[START Excerpted passage]

Exploding pejorative term against Madarasa education
Everybody’s job
Talking about education is everybody’s job. Teachers, parents, educators, and all in any profession may take interest in education. But using pejorative term like say in Bengali ‘Mandhata’ or in English meaning outdated or ‘Jongi Projonon Kendra’ that stand in English breeding ground for terrorists are possibly more for irrational hatred and ignorance than for usefully critical anything for development for better.
Irreconcilable ideas
Educators of standing can certainly appreciate that educational problems in developing country like Bangladesh owe much more to irreconcilable philosophical points than anything else in other relevant issues in curricula set up, school learning process, measurement of learning attainments, organization, funding, management and administration of institutions at various levels.
Looking into depth of quality issue
Talking is essentially needed to sort out issues in regard to quality and efficiency of learning outcomes compatible with needs for life and living. But only talking wildly without probing into depth of problems is not enough to mend all crucial problems involved much less improve on comprehensive learning quality in real classroom situation.
Bangladesh education in shambles
To be more specific, Bangladesh education is undoubtedly in shambles. But what went wrong is though not very difficult to ascertain, fixing up issues for something better remained very difficult for all concerned not only for the past few decades but also for centuries. Why, we must dispassionately probe into, if one would be serious to get and implement any acceptable solution of the so-called ‘outdated mode’ and from the negative attitude in looking down upon tendency, particularly, to the Madarasa system institutions.

[END Excerpted passage]
[START Raw data]

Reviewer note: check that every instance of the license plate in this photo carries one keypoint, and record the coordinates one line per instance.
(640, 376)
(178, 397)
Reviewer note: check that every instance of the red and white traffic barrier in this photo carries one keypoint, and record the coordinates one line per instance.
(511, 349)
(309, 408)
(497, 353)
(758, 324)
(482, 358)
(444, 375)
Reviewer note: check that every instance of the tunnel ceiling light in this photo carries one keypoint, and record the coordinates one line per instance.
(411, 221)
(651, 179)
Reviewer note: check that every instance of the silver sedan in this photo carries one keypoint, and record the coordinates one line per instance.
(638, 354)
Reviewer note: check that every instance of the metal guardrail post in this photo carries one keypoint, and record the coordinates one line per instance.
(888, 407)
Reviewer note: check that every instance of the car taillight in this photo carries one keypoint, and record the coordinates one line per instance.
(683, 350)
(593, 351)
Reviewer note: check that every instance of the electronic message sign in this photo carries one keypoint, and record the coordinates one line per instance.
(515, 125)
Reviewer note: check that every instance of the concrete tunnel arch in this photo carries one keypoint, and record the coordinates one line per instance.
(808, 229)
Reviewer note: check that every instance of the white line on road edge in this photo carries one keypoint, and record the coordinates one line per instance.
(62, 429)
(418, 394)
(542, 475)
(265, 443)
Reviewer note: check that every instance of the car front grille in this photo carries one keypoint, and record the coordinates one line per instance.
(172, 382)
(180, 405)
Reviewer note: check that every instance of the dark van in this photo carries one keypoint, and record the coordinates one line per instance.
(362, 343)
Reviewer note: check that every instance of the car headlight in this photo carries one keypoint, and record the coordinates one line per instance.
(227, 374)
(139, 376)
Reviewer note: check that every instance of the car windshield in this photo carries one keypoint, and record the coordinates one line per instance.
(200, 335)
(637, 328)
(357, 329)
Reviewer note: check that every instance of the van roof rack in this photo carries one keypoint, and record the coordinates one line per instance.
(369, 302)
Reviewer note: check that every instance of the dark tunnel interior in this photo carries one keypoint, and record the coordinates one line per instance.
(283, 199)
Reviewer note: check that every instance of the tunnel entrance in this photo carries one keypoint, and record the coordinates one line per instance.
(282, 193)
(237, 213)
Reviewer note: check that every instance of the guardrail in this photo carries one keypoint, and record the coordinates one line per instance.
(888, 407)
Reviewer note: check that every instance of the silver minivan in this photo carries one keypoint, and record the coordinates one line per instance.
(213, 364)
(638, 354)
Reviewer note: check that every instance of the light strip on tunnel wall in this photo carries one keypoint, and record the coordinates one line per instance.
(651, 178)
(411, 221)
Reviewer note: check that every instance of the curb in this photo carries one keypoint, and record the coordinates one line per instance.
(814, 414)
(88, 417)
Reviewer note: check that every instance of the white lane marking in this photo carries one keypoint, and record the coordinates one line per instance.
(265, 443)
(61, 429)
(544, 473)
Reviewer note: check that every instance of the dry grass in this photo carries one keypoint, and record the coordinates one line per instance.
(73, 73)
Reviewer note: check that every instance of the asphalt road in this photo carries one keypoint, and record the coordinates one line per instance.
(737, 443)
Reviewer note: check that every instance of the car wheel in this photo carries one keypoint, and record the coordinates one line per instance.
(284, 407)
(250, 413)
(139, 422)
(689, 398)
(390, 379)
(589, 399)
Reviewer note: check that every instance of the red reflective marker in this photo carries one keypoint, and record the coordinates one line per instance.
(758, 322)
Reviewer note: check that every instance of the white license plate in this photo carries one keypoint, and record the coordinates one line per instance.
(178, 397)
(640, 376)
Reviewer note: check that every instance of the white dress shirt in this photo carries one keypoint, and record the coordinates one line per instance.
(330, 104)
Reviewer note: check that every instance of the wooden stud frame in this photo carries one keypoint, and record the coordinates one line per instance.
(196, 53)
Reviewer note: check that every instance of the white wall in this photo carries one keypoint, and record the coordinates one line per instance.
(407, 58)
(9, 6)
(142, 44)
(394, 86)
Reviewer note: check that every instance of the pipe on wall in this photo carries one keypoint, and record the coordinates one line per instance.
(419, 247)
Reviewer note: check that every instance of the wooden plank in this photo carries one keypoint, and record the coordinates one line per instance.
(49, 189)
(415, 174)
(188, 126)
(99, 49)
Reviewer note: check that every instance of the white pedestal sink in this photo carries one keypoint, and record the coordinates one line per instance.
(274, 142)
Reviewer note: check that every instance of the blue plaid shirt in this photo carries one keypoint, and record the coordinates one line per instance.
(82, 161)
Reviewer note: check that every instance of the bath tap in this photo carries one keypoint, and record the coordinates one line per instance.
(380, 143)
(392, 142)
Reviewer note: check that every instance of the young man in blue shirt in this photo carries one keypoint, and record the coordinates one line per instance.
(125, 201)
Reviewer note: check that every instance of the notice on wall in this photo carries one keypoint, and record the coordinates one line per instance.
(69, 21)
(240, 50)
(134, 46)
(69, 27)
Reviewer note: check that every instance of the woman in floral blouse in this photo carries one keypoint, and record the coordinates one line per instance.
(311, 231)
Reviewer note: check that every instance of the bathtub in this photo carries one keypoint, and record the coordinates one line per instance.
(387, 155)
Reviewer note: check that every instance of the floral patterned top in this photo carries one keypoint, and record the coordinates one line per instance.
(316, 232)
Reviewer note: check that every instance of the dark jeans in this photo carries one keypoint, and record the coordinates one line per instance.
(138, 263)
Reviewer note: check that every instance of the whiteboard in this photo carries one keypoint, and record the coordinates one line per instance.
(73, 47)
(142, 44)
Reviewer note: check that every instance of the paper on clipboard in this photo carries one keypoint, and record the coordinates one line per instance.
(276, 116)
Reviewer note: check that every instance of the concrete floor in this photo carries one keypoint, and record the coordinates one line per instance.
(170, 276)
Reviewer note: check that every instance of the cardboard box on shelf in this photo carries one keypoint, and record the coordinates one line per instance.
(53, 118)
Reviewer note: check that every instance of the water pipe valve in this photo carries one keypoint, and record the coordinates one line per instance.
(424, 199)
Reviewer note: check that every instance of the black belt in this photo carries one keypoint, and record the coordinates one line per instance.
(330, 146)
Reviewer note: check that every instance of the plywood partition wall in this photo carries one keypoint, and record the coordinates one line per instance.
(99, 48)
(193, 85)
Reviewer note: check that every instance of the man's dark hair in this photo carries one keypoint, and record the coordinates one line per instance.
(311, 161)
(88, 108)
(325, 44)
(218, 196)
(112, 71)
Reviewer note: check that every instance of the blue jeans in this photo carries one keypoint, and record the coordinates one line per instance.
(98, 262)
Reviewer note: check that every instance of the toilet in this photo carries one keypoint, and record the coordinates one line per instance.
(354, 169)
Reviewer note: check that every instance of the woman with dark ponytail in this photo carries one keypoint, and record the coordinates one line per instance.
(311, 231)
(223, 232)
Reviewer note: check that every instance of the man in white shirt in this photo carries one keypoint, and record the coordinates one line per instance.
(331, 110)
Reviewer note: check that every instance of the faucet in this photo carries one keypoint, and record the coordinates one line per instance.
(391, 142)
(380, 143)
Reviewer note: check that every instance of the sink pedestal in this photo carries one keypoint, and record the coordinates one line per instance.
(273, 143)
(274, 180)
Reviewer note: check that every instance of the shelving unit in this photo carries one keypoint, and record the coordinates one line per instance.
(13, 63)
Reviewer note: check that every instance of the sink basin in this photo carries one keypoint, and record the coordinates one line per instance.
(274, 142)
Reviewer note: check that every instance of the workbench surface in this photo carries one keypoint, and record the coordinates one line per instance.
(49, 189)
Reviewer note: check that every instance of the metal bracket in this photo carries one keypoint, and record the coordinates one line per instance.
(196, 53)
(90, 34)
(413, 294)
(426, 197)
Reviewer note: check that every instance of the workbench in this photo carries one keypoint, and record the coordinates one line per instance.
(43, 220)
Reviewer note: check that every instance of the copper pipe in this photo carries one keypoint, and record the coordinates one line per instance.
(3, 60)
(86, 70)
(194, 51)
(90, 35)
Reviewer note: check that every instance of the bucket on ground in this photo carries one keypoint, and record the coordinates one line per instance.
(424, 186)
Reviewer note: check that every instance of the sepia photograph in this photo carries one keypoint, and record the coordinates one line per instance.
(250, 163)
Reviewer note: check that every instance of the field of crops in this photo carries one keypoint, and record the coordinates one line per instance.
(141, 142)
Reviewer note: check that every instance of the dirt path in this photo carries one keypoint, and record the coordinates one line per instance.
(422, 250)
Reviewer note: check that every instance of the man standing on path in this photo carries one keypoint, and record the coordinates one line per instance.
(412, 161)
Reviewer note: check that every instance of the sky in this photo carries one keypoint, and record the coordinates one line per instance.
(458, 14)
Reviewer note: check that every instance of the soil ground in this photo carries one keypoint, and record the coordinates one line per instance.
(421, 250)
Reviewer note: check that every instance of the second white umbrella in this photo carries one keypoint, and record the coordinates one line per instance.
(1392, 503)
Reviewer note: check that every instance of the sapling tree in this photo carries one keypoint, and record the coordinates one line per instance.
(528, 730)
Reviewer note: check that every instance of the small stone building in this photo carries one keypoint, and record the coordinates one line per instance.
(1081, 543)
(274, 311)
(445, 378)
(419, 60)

[END Raw data]

* [Directions]:
**A.** Render the sentence "Talking about education is everybody’s job." from the Madarasa education essay in Spanish.
**B.** In the Madarasa education essay, what does the Bengali term ‘Jongi Projonon Kendra’ stand for in English?
**C.** Write a continuation of the Madarasa education essay that picks up after its final sentence.

* [Set of answers]:
**A.** Hablar de educación es tarea de todos.

**B.** Breeding ground for terrorists.

**C.**
Philosophical issues
The first problem to me that surfaced in first priority is the irreconcilable philosophical points of education for Bangladesh. The difference in thoughts and ideas remained for decades even after independence that obviously produced not less than four systems having their own philosophical pursuit, and also despite the fact that about half a dozen Commissions Bangladesh had since 1972. If one would look at the advanced countries of the West, they have more or less settled to one philosophical system for the State not in any regimented way but through consensus having had as well incorporated provisions for diversity of religious options at the secondary school level. For example, in Britain, Religious Education is compulsory in secondary schools having had dropped it for some time but even so, opting out from religious course instruction remained an option based on parental choice. In the USA there is no religious education in school syllabus. But the society is fully filled up with organized churches at the private level that hardly give scope for any progeny to miss socialization through the church system. That continued as the past legacy from the British colonial period. The modern education hardly made any dent. In addition, most of the colleges and universities, in particular, maintain department /faculties of divinity or religious studies. Graduates from these higher learning areas fill up positions of church hierarchy throughout the country. British church system (Anglican not Catholic) is not only equally organized but having also sanctioned authority from the sovereign Crown-Queen or King. These are the ways the church or religion socialize the progeny and maintain control in the society through implanting and, you can say, brainwashing all in the Christian value system, no matter whether in their maturity some would care for the Christian values is a different matter. But overwhelming majority remained thus conditioned in their attitudes to beliefs, for example, to Christianity.
Past to present
Bangladesh as part of India in the past had education systems based on individual religion. The Muslim rulers in the middle ages introduced a modern system based on Arabic and Persian traditions as the Muslim rulers of Arabic and Persian origin used to rule India and they devoutly followed, except few, Islamic beliefs. The British as foreign ruler took to change the system into a model neither of the English kind nor anything caring for the local people’s religious belief systems. The Muslims, in general, took the British system of early 19th century as secular one and so distanced away from it. In the set up of British foreign rule, Muslims not only distanced away from the system but also went to devise and make their own system. The Deoband model of the mid nineteenth century and the Aligarh model of the late nineteenth century stood then as proofs of the Muslims distancing away from the English system of secular education in the Indian subcontinent. In the early twentieth century the Deoband and the Aligarh systems had another innovation in East Bengal and Assam following the passion of the creation of the new province of Bengal and Assam with capital at the Muslim historic city of Dhaka. Though the province did not sustain after 1911 having a very short life span of only about six years, the model in somewhat revised form of both the Deoband and the Aligarh got started in 1915 styled as the New Scheme Madarasa. The system had been expanding for it became popular among the enlightened Muslim parents and produced many brilliant Muslim scholars, a few of them still alive in Bangladesh. Unfortunately soon after in mid 1950 the system was abolished without good reason but for their secularization hype by the then East Bengal Government.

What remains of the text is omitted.